▶ [WHAT YOU NEED TO DO]: Reproduce the records from the line that contains "of the human" through the end of the records, request lines included, and shift each x and y coordinate in the answer points by -31.

▶ [RECORD EXCERPTS]:

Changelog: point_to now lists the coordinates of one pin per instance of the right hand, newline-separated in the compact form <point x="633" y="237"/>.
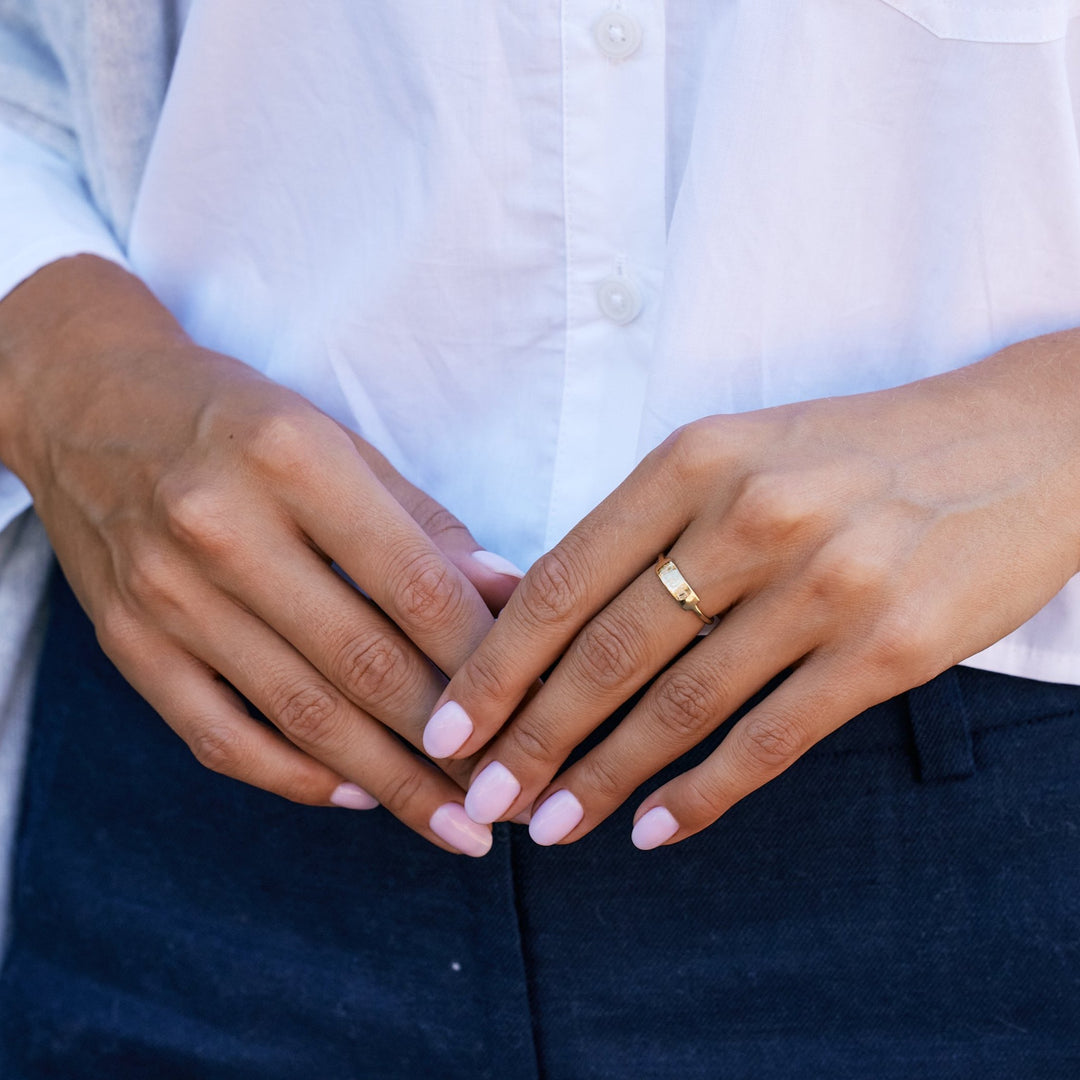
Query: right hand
<point x="197" y="509"/>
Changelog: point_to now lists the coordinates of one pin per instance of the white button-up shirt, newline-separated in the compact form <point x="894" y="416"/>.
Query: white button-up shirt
<point x="515" y="243"/>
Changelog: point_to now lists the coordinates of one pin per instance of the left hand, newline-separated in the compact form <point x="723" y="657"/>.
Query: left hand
<point x="865" y="543"/>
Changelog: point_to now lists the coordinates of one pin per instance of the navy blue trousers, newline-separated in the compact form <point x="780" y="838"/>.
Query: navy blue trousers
<point x="904" y="902"/>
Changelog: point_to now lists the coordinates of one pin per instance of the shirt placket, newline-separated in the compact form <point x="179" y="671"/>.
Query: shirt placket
<point x="613" y="146"/>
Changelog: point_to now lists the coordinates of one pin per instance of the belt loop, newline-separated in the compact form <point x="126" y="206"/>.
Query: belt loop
<point x="941" y="729"/>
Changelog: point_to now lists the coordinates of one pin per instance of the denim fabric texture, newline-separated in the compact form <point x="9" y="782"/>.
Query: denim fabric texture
<point x="903" y="903"/>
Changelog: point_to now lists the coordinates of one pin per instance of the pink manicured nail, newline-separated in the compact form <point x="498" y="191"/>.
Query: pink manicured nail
<point x="352" y="797"/>
<point x="491" y="562"/>
<point x="555" y="818"/>
<point x="657" y="826"/>
<point x="447" y="730"/>
<point x="457" y="828"/>
<point x="490" y="794"/>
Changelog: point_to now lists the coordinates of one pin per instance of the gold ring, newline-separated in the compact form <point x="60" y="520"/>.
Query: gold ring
<point x="672" y="579"/>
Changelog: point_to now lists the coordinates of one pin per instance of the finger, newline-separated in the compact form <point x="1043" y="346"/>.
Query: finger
<point x="558" y="595"/>
<point x="685" y="705"/>
<point x="339" y="632"/>
<point x="214" y="724"/>
<point x="494" y="577"/>
<point x="319" y="720"/>
<point x="615" y="655"/>
<point x="338" y="503"/>
<point x="810" y="704"/>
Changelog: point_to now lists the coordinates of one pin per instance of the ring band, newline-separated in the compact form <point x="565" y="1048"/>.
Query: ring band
<point x="672" y="579"/>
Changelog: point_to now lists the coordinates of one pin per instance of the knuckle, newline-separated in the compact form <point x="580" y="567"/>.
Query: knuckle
<point x="902" y="647"/>
<point x="550" y="591"/>
<point x="769" y="743"/>
<point x="602" y="777"/>
<point x="606" y="651"/>
<point x="375" y="670"/>
<point x="198" y="516"/>
<point x="437" y="522"/>
<point x="532" y="742"/>
<point x="281" y="445"/>
<point x="429" y="592"/>
<point x="218" y="747"/>
<point x="689" y="449"/>
<point x="401" y="791"/>
<point x="118" y="633"/>
<point x="769" y="507"/>
<point x="150" y="578"/>
<point x="705" y="792"/>
<point x="849" y="570"/>
<point x="309" y="715"/>
<point x="487" y="679"/>
<point x="685" y="705"/>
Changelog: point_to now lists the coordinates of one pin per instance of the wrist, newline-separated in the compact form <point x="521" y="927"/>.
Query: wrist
<point x="58" y="329"/>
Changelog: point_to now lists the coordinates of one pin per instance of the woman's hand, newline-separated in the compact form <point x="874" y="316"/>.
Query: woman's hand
<point x="197" y="509"/>
<point x="862" y="543"/>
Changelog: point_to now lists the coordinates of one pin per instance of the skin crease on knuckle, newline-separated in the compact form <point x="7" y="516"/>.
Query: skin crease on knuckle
<point x="768" y="743"/>
<point x="427" y="592"/>
<point x="607" y="652"/>
<point x="309" y="714"/>
<point x="218" y="746"/>
<point x="685" y="706"/>
<point x="549" y="592"/>
<point x="376" y="671"/>
<point x="283" y="446"/>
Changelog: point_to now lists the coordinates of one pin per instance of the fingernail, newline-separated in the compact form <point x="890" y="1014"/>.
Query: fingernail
<point x="653" y="828"/>
<point x="353" y="797"/>
<point x="490" y="794"/>
<point x="498" y="564"/>
<point x="447" y="730"/>
<point x="451" y="824"/>
<point x="555" y="818"/>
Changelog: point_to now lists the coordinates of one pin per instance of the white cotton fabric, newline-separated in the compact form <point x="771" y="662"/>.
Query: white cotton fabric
<point x="405" y="210"/>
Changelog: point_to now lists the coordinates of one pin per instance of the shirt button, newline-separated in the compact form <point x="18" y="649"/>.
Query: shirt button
<point x="617" y="35"/>
<point x="619" y="299"/>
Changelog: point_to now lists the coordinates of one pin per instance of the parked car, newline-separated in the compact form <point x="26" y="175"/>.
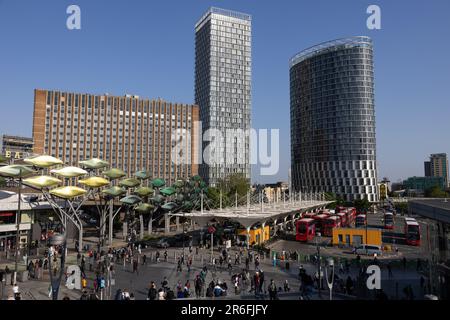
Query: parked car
<point x="163" y="243"/>
<point x="369" y="250"/>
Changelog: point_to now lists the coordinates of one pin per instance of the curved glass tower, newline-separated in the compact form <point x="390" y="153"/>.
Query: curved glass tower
<point x="333" y="147"/>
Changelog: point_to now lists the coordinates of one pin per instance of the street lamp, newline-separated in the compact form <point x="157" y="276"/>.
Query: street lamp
<point x="318" y="235"/>
<point x="330" y="284"/>
<point x="56" y="240"/>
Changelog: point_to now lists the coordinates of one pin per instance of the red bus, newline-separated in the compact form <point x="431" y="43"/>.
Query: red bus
<point x="360" y="221"/>
<point x="412" y="232"/>
<point x="340" y="209"/>
<point x="309" y="215"/>
<point x="306" y="230"/>
<point x="329" y="224"/>
<point x="343" y="218"/>
<point x="351" y="215"/>
<point x="319" y="220"/>
<point x="388" y="220"/>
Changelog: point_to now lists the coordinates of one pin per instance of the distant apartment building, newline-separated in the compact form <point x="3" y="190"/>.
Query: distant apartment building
<point x="423" y="183"/>
<point x="439" y="166"/>
<point x="427" y="168"/>
<point x="15" y="148"/>
<point x="223" y="91"/>
<point x="129" y="132"/>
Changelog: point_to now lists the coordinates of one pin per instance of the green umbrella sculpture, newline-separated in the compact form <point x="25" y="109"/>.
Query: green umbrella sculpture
<point x="94" y="164"/>
<point x="158" y="199"/>
<point x="144" y="208"/>
<point x="114" y="173"/>
<point x="114" y="191"/>
<point x="129" y="183"/>
<point x="94" y="182"/>
<point x="68" y="193"/>
<point x="169" y="206"/>
<point x="16" y="171"/>
<point x="143" y="191"/>
<point x="158" y="183"/>
<point x="143" y="175"/>
<point x="43" y="161"/>
<point x="41" y="182"/>
<point x="131" y="200"/>
<point x="168" y="191"/>
<point x="178" y="184"/>
<point x="69" y="172"/>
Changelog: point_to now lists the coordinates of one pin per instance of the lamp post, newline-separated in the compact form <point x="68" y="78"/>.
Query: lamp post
<point x="318" y="263"/>
<point x="18" y="218"/>
<point x="330" y="284"/>
<point x="56" y="240"/>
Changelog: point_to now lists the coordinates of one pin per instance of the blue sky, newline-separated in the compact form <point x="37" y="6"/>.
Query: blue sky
<point x="147" y="48"/>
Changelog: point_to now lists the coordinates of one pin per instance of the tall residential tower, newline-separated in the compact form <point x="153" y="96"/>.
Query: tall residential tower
<point x="333" y="119"/>
<point x="223" y="91"/>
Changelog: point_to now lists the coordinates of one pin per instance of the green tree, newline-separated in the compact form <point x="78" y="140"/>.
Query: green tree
<point x="2" y="182"/>
<point x="234" y="183"/>
<point x="362" y="205"/>
<point x="435" y="192"/>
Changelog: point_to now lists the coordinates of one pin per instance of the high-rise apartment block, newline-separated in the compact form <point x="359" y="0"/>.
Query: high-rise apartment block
<point x="439" y="166"/>
<point x="223" y="91"/>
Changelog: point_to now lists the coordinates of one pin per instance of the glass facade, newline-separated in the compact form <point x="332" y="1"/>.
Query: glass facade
<point x="333" y="146"/>
<point x="223" y="91"/>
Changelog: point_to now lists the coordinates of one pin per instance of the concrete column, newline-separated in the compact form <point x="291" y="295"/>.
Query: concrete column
<point x="262" y="233"/>
<point x="111" y="213"/>
<point x="166" y="223"/>
<point x="150" y="226"/>
<point x="177" y="222"/>
<point x="125" y="230"/>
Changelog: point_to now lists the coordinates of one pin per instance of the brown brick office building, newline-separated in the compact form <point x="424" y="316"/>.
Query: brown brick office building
<point x="130" y="133"/>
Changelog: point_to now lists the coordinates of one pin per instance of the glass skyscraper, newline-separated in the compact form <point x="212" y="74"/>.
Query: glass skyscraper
<point x="333" y="147"/>
<point x="223" y="91"/>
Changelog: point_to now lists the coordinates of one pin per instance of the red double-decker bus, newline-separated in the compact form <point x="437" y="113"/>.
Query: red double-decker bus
<point x="339" y="209"/>
<point x="412" y="232"/>
<point x="329" y="224"/>
<point x="306" y="229"/>
<point x="343" y="217"/>
<point x="351" y="215"/>
<point x="360" y="221"/>
<point x="319" y="220"/>
<point x="388" y="220"/>
<point x="309" y="215"/>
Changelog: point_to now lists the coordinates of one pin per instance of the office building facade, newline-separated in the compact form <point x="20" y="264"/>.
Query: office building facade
<point x="333" y="147"/>
<point x="223" y="91"/>
<point x="130" y="133"/>
<point x="15" y="148"/>
<point x="439" y="166"/>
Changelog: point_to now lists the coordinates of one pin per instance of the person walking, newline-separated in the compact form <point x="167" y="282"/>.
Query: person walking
<point x="390" y="274"/>
<point x="198" y="286"/>
<point x="286" y="286"/>
<point x="272" y="290"/>
<point x="144" y="260"/>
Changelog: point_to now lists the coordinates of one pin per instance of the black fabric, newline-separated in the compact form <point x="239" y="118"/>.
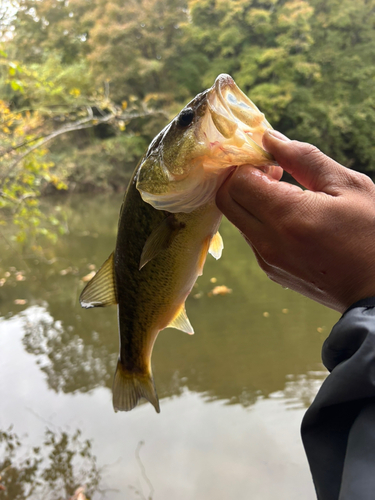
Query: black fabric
<point x="338" y="430"/>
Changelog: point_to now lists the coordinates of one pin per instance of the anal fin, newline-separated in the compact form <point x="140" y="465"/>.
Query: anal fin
<point x="101" y="290"/>
<point x="181" y="321"/>
<point x="129" y="388"/>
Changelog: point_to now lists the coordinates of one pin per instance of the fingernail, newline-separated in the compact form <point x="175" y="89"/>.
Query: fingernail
<point x="278" y="135"/>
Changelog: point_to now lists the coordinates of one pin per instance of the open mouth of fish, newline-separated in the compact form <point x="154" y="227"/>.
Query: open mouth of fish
<point x="188" y="161"/>
<point x="237" y="125"/>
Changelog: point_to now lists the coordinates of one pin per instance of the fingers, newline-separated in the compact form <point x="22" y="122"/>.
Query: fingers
<point x="307" y="164"/>
<point x="250" y="195"/>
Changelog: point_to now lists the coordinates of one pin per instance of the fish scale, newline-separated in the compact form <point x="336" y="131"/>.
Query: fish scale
<point x="168" y="222"/>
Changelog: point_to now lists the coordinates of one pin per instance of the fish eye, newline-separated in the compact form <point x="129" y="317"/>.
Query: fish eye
<point x="185" y="117"/>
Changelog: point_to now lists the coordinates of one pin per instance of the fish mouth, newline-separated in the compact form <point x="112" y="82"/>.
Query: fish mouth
<point x="239" y="124"/>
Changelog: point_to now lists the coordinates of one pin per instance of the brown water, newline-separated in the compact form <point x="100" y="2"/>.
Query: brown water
<point x="232" y="396"/>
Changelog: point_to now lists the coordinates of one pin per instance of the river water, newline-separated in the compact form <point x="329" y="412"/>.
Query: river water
<point x="232" y="396"/>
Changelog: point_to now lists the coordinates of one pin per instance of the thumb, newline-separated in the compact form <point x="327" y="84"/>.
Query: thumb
<point x="307" y="164"/>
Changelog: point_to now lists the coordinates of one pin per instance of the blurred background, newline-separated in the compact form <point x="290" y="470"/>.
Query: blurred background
<point x="84" y="87"/>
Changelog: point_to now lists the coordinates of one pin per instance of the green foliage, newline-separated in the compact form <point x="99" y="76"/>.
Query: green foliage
<point x="308" y="64"/>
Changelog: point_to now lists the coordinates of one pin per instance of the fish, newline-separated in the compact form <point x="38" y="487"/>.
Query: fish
<point x="168" y="223"/>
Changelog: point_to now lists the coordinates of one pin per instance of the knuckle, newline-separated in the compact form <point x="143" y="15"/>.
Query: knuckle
<point x="360" y="181"/>
<point x="309" y="150"/>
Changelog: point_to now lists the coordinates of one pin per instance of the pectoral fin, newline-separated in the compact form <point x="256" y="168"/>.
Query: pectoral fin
<point x="160" y="239"/>
<point x="101" y="290"/>
<point x="216" y="246"/>
<point x="181" y="321"/>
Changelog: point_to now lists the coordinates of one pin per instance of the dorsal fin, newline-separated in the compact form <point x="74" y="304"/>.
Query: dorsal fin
<point x="181" y="321"/>
<point x="216" y="246"/>
<point x="101" y="290"/>
<point x="160" y="239"/>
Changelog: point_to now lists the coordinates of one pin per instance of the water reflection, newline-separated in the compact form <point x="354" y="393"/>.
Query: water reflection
<point x="249" y="344"/>
<point x="62" y="467"/>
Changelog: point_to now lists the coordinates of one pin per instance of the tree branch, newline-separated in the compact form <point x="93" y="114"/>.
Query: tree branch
<point x="87" y="122"/>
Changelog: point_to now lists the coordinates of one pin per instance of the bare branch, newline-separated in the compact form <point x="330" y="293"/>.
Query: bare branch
<point x="87" y="122"/>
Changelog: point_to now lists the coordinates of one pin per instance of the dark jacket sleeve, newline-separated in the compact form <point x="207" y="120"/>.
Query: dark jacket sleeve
<point x="338" y="430"/>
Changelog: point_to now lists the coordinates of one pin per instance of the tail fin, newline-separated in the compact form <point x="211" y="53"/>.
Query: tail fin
<point x="129" y="388"/>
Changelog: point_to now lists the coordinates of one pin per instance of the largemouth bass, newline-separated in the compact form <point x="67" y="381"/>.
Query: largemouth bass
<point x="168" y="223"/>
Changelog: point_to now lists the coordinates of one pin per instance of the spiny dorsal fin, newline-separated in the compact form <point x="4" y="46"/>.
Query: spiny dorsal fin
<point x="181" y="321"/>
<point x="216" y="246"/>
<point x="101" y="290"/>
<point x="160" y="239"/>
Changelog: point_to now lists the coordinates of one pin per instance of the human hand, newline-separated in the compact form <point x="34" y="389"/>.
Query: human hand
<point x="320" y="241"/>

▶ [WRITTEN ANSWER]:
Changelog: point_to now lists the coordinates of one pin per instance of the human hand, newline-separated in the compact form <point x="34" y="389"/>.
Query: human hand
<point x="289" y="210"/>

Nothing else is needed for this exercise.